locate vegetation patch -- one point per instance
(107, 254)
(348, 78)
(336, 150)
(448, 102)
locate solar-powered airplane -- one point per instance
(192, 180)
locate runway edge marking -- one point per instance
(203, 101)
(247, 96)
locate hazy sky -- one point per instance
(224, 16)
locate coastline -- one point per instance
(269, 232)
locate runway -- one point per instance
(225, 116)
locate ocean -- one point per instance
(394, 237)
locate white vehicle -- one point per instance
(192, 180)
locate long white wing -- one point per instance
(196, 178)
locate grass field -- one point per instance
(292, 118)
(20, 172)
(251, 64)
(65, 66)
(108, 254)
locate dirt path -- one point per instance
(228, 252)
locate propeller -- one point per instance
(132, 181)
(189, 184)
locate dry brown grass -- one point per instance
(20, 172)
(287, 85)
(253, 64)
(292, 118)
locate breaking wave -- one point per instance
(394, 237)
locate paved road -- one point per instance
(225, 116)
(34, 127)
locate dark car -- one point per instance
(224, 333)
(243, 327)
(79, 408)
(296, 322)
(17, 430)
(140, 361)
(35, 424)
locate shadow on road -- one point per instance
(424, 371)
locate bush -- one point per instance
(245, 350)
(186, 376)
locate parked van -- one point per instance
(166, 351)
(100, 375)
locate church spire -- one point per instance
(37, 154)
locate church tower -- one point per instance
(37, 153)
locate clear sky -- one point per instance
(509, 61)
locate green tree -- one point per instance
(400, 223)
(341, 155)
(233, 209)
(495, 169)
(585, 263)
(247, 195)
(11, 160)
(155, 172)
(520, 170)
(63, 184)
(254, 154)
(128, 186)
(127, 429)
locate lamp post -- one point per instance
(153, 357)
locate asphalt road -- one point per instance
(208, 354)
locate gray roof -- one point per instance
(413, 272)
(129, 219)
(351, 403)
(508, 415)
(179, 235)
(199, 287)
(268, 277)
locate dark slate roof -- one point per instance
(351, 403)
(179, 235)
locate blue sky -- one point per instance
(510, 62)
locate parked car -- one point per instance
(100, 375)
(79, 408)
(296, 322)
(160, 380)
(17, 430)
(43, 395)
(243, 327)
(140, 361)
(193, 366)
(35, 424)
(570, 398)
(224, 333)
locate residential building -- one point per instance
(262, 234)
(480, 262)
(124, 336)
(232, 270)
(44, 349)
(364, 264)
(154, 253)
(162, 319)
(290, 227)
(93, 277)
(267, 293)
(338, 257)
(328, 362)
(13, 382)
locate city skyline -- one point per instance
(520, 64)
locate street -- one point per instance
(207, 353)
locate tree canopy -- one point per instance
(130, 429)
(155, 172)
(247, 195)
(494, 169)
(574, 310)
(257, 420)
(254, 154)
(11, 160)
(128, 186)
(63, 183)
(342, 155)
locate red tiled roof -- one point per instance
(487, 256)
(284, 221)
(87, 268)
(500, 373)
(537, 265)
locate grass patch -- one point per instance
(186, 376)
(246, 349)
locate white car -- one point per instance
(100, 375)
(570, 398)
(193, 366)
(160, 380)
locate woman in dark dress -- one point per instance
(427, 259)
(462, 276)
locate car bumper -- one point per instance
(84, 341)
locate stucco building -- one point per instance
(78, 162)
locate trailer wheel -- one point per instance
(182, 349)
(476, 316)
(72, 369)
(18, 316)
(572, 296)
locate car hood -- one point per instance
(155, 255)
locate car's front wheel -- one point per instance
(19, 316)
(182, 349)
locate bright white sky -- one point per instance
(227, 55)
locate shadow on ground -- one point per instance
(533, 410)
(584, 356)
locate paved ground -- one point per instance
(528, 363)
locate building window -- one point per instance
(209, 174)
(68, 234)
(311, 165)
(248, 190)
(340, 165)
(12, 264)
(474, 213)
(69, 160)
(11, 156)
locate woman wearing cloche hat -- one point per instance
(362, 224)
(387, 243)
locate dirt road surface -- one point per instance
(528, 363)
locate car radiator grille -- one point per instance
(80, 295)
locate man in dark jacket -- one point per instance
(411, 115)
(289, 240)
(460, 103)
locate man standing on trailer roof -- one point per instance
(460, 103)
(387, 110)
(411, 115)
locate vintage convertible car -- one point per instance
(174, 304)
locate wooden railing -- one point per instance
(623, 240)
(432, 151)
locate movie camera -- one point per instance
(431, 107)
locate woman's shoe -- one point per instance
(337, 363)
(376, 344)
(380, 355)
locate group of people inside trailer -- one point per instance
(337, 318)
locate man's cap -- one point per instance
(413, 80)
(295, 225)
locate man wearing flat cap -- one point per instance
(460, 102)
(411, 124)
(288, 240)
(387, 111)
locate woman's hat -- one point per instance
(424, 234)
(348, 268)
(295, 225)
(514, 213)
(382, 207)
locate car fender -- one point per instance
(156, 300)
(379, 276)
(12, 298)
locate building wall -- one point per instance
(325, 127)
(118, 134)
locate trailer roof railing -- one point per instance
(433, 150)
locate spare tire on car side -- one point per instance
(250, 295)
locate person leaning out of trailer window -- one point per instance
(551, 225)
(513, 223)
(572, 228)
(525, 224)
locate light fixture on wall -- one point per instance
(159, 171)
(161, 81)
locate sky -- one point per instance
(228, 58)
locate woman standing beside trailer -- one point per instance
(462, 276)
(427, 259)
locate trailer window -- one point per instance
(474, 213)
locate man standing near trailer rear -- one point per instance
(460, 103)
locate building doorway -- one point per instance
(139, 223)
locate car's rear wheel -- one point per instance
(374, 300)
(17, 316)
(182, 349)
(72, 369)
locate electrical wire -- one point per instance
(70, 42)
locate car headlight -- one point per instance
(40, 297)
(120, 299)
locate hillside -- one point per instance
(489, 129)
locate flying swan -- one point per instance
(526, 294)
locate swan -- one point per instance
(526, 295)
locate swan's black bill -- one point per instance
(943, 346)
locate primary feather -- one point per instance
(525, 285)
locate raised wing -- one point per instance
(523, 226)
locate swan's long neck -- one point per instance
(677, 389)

━━━━━━━━━━━━━━━━━━━━

WHAT TO WORK ON
Please rescale the stretch from the line containing "locate hillside -- one point per instance" through the end of the lines. Copy every line, multiplying each coordinate by 2.3 and rounding to whole numbers, with halves rounded up.

EXPECTED ANSWER
locate hillside -- one point per instance
(1125, 297)
locate flying swan -- one point per instance
(1210, 676)
locate swan -- one point per instance
(1210, 679)
locate swan's black bill -- one point per instance
(2169, 796)
locate primary feather -- one point per instance
(1208, 656)
locate raised wing -- one point per instance
(1203, 520)
locate swan's long neck -- one point per instance
(1557, 895)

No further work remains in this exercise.